## Texte fourni
····················
Je voudrais vous donner un exemplaire du texte que nous avons rédigé. Encore une fois, le mandat n'a pas pour objet d'accuser ou de blâmer. Le sankofa est notre pièce de conversation. C'est un oiseau mythique qui vole vers l'avant, la tête tournée vers l'arrière avec un œuf dans son bec. Il nous dit symboliquement que nous pouvons revenir sur le passé pour en tirer des enseignements à utiliser à l'avenir. Nous essayons non de blâmer, mais d'examiner les institutions et la façon dont elles ont manqué à leurs obligations envers nous.
L'une des raisons pour lesquelles l'orphelinat pour enfants de couleur a été créé au départ, c'est que le gouvernement d'alors se souciait peu de l'endroit où étaient placés les orphelins noirs. Le premier ministre de la Nouvelle-Écosse, Stephen MacNeil, nous a présenté des excuses pour les abus auxquels nous avons été soumis. Il ne s'est pas arrêté là. Il a également présenté des excuses à la communauté africaine de la Nouvelle-Écosse pour la discrimination systémique dont elle a fait l'objet pendant toute son histoire. Par conséquent, c'était une excellente occasion pour nous de soulager toute la communauté et de bâtir finalement les relations que nous n'avons jamais eues auparavant avec ces institutions.
····················
## Informations extraites

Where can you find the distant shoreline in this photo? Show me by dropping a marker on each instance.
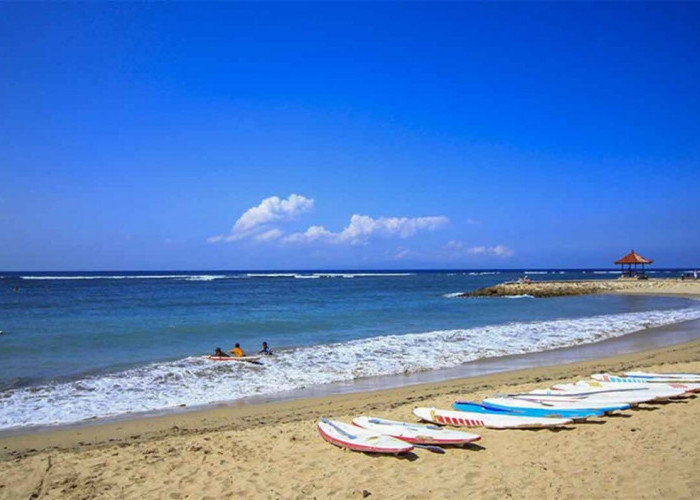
(543, 289)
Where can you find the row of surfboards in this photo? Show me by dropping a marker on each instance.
(557, 406)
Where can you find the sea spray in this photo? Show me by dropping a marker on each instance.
(198, 381)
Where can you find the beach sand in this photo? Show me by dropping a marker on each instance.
(273, 450)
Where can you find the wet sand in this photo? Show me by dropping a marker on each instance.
(272, 450)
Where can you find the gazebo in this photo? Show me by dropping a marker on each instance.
(630, 260)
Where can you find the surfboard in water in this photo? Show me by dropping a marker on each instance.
(233, 358)
(358, 439)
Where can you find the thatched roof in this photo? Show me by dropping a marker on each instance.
(633, 258)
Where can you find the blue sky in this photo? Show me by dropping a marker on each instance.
(348, 135)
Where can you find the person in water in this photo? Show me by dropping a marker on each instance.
(219, 353)
(237, 351)
(265, 350)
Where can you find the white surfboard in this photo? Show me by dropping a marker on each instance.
(358, 439)
(677, 377)
(492, 421)
(657, 391)
(415, 433)
(593, 397)
(606, 377)
(234, 358)
(538, 403)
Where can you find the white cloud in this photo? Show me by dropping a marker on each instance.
(458, 250)
(256, 222)
(498, 251)
(270, 235)
(363, 227)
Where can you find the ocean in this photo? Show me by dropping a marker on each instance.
(85, 346)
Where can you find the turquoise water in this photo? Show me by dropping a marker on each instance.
(115, 343)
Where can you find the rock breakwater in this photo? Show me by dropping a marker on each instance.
(582, 287)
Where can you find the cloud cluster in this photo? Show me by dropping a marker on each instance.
(498, 251)
(256, 222)
(261, 223)
(363, 227)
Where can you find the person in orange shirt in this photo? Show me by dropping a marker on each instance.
(237, 351)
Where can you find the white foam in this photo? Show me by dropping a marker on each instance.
(186, 277)
(327, 275)
(196, 381)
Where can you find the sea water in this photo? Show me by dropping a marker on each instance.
(79, 346)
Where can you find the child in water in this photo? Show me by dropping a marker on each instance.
(237, 351)
(265, 350)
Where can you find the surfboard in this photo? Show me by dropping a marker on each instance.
(657, 391)
(606, 377)
(233, 358)
(415, 433)
(632, 397)
(524, 410)
(359, 439)
(678, 377)
(491, 421)
(538, 408)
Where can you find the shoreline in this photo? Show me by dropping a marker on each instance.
(562, 288)
(272, 449)
(629, 343)
(522, 368)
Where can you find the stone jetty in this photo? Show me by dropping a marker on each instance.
(579, 287)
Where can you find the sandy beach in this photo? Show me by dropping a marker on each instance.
(273, 450)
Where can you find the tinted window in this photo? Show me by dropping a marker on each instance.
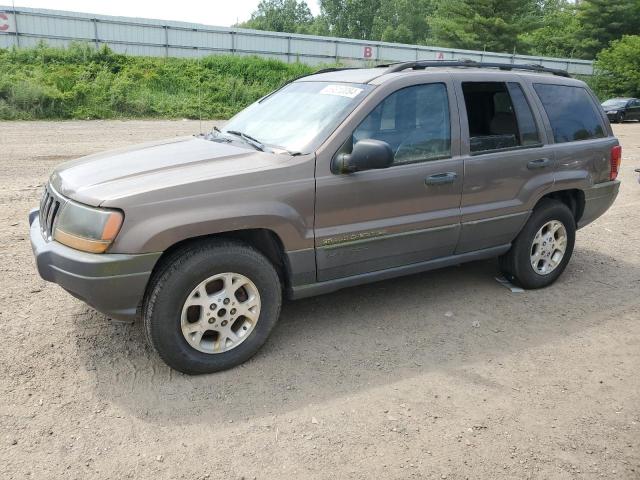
(527, 127)
(499, 116)
(414, 121)
(571, 111)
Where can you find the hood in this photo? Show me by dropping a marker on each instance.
(104, 177)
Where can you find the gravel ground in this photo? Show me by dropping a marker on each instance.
(441, 375)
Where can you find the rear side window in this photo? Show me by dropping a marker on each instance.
(414, 121)
(499, 116)
(571, 111)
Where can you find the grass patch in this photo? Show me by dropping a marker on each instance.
(81, 82)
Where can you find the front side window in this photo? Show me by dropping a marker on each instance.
(414, 121)
(499, 116)
(300, 116)
(571, 111)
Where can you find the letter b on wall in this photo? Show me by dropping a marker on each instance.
(6, 23)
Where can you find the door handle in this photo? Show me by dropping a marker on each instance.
(441, 178)
(539, 163)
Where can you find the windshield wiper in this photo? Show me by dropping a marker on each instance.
(247, 138)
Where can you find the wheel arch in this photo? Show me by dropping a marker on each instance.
(572, 198)
(264, 240)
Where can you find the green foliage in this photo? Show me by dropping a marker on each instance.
(558, 28)
(281, 16)
(492, 25)
(602, 21)
(80, 82)
(618, 69)
(350, 18)
(402, 21)
(557, 32)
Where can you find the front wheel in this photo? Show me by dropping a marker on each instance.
(542, 250)
(211, 306)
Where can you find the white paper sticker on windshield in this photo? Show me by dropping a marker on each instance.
(341, 90)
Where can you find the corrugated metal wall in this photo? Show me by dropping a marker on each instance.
(25, 27)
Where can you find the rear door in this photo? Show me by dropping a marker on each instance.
(507, 161)
(634, 110)
(408, 213)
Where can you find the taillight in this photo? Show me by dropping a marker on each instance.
(616, 157)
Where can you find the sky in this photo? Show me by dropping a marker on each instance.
(210, 12)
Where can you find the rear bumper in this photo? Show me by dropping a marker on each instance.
(597, 200)
(113, 284)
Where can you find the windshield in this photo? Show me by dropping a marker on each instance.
(300, 116)
(615, 103)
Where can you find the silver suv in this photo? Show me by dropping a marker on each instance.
(336, 179)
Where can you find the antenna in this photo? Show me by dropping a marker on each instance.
(199, 90)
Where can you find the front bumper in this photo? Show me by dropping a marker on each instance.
(112, 283)
(597, 200)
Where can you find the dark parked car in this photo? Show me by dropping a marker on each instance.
(620, 109)
(336, 179)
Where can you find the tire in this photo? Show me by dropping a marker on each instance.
(517, 263)
(171, 289)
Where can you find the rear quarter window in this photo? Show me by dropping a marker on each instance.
(571, 111)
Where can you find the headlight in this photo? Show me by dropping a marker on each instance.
(86, 228)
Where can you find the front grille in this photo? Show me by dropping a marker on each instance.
(49, 209)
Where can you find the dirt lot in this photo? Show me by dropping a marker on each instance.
(441, 375)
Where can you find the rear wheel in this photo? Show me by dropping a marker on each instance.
(211, 306)
(543, 248)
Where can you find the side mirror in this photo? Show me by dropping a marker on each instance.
(367, 154)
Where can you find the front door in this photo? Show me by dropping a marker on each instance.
(408, 213)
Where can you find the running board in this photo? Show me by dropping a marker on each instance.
(319, 288)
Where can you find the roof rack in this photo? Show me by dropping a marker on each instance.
(421, 64)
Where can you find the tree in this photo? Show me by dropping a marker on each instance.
(492, 25)
(557, 32)
(350, 18)
(605, 20)
(281, 16)
(402, 21)
(618, 69)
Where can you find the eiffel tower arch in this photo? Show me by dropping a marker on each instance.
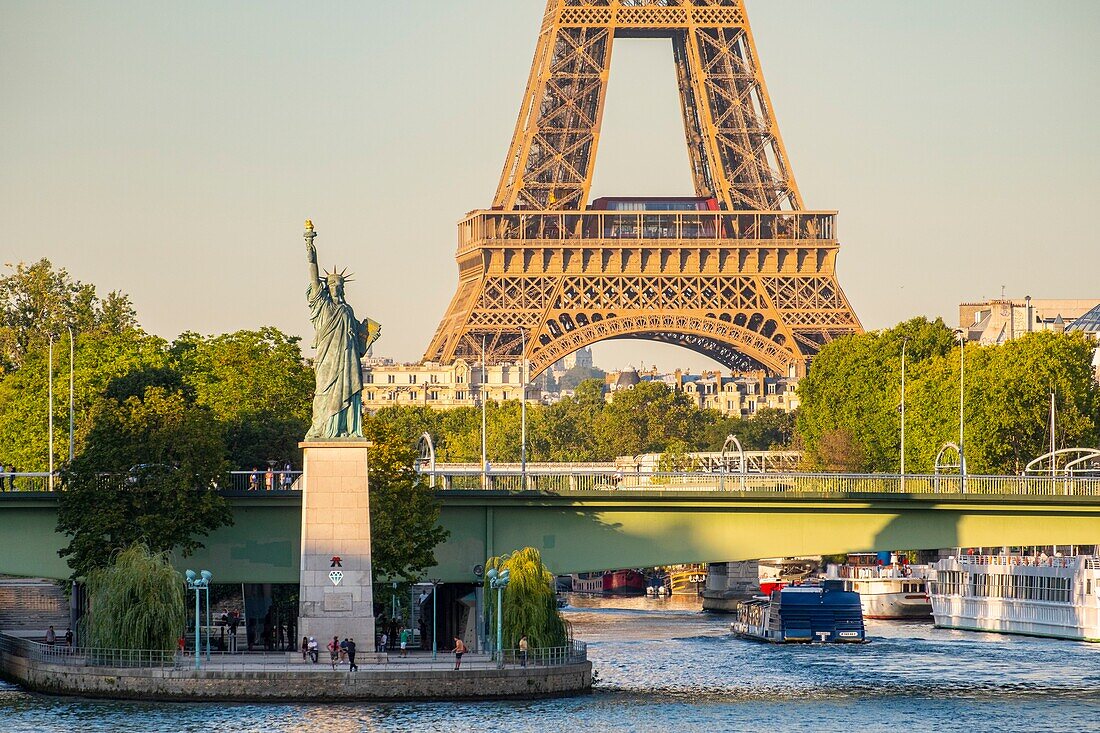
(741, 273)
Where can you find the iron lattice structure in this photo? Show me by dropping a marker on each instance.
(751, 284)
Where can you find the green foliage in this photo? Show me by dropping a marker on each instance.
(103, 362)
(166, 503)
(849, 418)
(766, 429)
(37, 301)
(530, 602)
(404, 511)
(136, 602)
(257, 386)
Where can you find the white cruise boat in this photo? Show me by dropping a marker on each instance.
(886, 591)
(1037, 595)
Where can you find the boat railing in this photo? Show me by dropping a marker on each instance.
(1031, 560)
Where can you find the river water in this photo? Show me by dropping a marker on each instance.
(663, 665)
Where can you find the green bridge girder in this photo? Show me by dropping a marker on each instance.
(596, 531)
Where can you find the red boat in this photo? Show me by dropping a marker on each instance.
(625, 582)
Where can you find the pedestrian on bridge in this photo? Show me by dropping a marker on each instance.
(351, 656)
(460, 648)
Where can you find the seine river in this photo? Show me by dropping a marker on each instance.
(662, 665)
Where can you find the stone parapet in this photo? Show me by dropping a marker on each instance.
(292, 686)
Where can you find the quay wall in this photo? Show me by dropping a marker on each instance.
(290, 686)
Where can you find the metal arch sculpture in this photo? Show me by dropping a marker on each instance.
(1074, 456)
(540, 267)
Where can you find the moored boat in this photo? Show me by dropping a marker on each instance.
(624, 582)
(1031, 594)
(803, 613)
(686, 580)
(895, 590)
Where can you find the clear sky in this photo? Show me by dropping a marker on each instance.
(173, 150)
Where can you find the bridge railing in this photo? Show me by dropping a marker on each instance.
(470, 478)
(61, 654)
(26, 481)
(233, 482)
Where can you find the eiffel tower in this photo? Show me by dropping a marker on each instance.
(743, 273)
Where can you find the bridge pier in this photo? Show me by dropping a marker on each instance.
(336, 591)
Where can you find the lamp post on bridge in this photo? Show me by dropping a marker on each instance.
(733, 441)
(198, 583)
(436, 582)
(904, 343)
(499, 581)
(961, 446)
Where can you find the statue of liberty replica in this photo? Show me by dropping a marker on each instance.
(341, 340)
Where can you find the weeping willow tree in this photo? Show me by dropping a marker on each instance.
(135, 603)
(530, 603)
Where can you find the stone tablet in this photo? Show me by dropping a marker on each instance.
(338, 602)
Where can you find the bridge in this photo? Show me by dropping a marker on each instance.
(585, 521)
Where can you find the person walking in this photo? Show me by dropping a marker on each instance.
(460, 648)
(334, 651)
(351, 656)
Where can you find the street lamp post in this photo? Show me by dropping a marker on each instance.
(961, 336)
(733, 441)
(499, 581)
(72, 351)
(523, 408)
(51, 389)
(904, 343)
(482, 392)
(198, 583)
(436, 582)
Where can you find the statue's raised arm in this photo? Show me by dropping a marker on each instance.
(315, 276)
(341, 340)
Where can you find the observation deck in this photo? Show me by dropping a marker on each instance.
(770, 229)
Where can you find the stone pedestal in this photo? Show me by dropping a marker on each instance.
(336, 594)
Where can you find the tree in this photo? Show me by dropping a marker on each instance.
(37, 301)
(136, 602)
(849, 415)
(647, 418)
(404, 511)
(147, 474)
(107, 365)
(854, 390)
(766, 429)
(530, 601)
(257, 386)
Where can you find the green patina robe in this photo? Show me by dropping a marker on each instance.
(341, 341)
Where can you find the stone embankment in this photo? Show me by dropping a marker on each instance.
(239, 682)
····················
## Objectif
Reprenez tel quel le passage du texte fourni qui va de « Je voudrais vous » jusqu'à « obligations envers nous. » inclus. Le matériel fourni n'a aucun lien avec le texte.

## Réponse
Je voudrais vous donner un exemplaire du texte que nous avons rédigé. Encore une fois, le mandat n'a pas pour objet d'accuser ou de blâmer. Le sankofa est notre pièce de conversation. C'est un oiseau mythique qui vole vers l'avant, la tête tournée vers l'arrière avec un œuf dans son bec. Il nous dit symboliquement que nous pouvons revenir sur le passé pour en tirer des enseignements à utiliser à l'avenir. Nous essayons non de blâmer, mais d'examiner les institutions et la façon dont elles ont manqué à leurs obligations envers nous.